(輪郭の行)

###

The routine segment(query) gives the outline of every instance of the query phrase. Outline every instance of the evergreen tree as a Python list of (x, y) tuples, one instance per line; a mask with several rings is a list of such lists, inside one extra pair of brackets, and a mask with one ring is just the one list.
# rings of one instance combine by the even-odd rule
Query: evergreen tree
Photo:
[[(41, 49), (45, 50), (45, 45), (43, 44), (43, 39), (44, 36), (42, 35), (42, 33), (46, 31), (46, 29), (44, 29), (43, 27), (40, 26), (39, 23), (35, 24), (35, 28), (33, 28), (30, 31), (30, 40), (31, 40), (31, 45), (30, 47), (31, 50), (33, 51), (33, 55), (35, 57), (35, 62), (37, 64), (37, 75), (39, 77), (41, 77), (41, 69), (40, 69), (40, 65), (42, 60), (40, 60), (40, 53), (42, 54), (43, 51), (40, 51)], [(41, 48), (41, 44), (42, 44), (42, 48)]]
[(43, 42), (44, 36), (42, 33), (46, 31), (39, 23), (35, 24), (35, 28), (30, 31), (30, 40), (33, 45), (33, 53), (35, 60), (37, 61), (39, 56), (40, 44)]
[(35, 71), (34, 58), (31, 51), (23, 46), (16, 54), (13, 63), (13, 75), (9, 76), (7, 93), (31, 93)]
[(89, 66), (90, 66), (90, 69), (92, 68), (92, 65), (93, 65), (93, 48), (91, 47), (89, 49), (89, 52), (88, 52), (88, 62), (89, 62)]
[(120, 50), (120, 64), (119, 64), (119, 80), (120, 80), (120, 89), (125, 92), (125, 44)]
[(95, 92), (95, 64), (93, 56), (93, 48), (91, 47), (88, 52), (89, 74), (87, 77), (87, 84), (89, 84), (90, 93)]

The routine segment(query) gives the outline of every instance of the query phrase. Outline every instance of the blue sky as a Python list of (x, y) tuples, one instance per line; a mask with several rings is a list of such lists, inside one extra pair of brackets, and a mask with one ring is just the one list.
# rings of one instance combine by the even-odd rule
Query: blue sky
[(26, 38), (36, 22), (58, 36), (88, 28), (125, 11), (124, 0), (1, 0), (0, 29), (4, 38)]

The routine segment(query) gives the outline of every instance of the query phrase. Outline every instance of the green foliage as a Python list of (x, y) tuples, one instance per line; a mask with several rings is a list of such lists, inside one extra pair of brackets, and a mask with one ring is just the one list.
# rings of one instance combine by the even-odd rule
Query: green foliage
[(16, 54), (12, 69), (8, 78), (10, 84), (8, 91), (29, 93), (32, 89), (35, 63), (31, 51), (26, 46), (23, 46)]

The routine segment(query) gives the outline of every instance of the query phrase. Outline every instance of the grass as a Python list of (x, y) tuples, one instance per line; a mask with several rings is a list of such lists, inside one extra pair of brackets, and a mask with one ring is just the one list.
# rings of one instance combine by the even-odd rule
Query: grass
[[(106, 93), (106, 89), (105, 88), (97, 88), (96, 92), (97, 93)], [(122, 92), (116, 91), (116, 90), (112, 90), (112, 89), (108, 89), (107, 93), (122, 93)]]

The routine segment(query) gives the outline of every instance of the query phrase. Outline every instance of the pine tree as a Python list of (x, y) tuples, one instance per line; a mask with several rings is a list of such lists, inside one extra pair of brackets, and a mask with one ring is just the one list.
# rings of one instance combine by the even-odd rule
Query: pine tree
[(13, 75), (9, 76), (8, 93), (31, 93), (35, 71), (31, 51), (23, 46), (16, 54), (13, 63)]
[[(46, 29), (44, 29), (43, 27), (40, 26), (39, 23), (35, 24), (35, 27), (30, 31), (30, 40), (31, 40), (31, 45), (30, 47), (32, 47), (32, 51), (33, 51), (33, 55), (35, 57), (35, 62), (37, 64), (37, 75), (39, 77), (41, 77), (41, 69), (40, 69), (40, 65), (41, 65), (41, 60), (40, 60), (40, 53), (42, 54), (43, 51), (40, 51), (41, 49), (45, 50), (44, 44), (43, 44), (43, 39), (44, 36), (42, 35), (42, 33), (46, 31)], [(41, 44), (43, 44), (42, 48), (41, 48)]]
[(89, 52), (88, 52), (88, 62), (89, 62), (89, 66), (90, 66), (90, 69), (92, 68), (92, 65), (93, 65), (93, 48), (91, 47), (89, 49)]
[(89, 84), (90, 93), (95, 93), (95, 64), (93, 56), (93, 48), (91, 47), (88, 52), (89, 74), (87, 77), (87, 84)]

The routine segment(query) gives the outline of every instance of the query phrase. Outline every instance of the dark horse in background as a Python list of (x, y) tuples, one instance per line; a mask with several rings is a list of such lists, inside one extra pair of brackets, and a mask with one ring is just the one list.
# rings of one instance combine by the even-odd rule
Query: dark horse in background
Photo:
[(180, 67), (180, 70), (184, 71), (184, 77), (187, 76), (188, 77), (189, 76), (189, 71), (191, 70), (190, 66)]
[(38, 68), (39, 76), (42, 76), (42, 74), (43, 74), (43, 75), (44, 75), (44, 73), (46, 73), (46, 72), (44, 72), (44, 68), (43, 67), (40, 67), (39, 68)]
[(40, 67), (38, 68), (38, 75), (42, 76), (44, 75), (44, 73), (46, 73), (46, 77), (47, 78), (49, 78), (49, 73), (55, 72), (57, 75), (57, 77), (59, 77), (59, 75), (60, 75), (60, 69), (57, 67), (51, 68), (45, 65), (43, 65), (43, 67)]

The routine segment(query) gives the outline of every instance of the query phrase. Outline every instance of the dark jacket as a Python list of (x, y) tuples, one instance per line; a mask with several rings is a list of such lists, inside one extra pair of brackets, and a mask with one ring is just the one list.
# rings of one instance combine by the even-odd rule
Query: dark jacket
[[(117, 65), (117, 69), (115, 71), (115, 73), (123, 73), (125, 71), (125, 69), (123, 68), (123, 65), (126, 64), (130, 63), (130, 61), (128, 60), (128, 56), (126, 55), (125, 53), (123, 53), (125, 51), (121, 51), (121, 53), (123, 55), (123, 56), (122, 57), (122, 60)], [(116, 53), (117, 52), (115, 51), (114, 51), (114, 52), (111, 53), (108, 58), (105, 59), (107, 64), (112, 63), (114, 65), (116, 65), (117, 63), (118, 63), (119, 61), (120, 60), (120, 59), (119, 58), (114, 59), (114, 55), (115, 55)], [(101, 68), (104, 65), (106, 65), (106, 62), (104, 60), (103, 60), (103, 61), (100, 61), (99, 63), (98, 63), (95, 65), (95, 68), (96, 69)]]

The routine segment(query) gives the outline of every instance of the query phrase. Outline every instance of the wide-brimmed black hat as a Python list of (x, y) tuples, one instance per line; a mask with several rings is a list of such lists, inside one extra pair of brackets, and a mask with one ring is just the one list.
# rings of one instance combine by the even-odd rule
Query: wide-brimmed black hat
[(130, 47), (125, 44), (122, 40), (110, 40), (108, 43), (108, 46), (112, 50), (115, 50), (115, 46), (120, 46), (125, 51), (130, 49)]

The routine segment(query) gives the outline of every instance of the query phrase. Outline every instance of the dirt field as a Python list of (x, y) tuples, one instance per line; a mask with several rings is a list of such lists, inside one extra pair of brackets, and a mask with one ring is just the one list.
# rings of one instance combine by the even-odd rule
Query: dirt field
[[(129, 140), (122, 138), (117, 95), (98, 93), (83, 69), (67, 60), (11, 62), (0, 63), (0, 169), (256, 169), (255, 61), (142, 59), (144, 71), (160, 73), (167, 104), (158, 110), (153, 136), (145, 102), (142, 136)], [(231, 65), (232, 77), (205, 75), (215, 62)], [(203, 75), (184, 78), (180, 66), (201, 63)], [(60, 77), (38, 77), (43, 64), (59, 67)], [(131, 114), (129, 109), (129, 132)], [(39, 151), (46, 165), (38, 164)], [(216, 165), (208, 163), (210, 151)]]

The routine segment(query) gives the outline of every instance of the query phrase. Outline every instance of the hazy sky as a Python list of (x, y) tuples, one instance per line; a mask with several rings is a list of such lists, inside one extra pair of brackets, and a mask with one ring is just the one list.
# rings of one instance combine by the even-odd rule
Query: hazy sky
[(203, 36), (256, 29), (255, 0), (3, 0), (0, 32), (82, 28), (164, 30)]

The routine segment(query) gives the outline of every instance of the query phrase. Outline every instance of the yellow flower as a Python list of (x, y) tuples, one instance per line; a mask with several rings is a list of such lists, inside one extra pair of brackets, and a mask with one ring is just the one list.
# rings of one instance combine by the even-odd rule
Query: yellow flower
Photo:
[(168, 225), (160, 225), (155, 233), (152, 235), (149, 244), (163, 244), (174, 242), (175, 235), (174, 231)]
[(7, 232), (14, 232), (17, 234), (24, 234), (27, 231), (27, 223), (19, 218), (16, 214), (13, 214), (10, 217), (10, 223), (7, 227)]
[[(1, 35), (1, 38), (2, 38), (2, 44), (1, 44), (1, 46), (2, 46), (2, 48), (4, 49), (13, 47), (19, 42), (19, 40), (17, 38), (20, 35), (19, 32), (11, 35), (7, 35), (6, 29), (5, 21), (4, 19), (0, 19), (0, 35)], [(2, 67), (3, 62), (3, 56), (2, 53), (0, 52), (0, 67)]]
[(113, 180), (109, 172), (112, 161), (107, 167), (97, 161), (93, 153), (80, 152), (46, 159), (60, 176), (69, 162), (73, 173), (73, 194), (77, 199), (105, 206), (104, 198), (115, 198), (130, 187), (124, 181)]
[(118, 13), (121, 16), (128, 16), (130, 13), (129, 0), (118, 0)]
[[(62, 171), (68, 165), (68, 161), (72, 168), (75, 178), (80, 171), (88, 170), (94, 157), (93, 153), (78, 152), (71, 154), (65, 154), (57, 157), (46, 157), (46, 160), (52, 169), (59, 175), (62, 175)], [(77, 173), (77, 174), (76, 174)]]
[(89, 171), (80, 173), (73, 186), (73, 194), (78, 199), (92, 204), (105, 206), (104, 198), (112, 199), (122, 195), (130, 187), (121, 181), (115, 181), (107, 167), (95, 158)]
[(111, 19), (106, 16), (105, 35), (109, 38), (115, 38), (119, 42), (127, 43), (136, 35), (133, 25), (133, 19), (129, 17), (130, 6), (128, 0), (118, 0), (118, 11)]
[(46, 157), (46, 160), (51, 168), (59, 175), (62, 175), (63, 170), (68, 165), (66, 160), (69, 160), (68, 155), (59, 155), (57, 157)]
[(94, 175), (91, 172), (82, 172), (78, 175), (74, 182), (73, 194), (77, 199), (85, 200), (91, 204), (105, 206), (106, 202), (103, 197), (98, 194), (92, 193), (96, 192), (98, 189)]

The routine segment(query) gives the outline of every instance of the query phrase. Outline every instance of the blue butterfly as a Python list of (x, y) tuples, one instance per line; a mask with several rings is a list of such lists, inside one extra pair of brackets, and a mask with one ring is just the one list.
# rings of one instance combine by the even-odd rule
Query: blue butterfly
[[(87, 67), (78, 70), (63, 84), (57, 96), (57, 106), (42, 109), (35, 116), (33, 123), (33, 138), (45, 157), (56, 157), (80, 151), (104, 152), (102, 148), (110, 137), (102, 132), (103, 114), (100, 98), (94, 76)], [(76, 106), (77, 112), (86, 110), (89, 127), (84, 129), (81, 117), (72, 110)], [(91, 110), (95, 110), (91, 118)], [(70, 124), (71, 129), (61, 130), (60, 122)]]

###

§ 作業内容
上の行のうち、「the dark jacket」を含む行から「68), (96, 69)]]」を含む行まで（両端を含む）を、要求の文も含めてすべて書き直し、解答中の座標の縮尺を変更してください。座標の各数値は0.8倍して整数に丸め、0.5は切り上げてください。

§ 解答
The routine segment(query) gives the outline of every instance of the query phrase. Outline every instance of the dark jacket as a Python list of (x, y) tuples, one instance per line; a mask with several rings is a list of such lists, inside one extra pair of brackets, and a mask with one ring is just the one list.
# rings of one instance combine by the even-odd rule
Query: dark jacket
[[(94, 52), (94, 55), (92, 57), (92, 58), (98, 58), (100, 57), (100, 55), (98, 54), (98, 52), (101, 51), (104, 50), (104, 49), (102, 48), (102, 45), (101, 44), (100, 42), (98, 42), (100, 41), (97, 41), (97, 42), (98, 44), (98, 45), (98, 46), (98, 48)], [(93, 42), (94, 42), (92, 41), (91, 41), (91, 42), (89, 42), (86, 46), (84, 47), (86, 51), (90, 50), (91, 52), (93, 52), (94, 50), (94, 50), (95, 49), (96, 48), (96, 47), (95, 46), (91, 47), (91, 44), (92, 44)], [(81, 54), (83, 52), (85, 52), (85, 50), (83, 48), (82, 48), (82, 49), (80, 49), (79, 50), (78, 50), (76, 52), (76, 54), (77, 55)]]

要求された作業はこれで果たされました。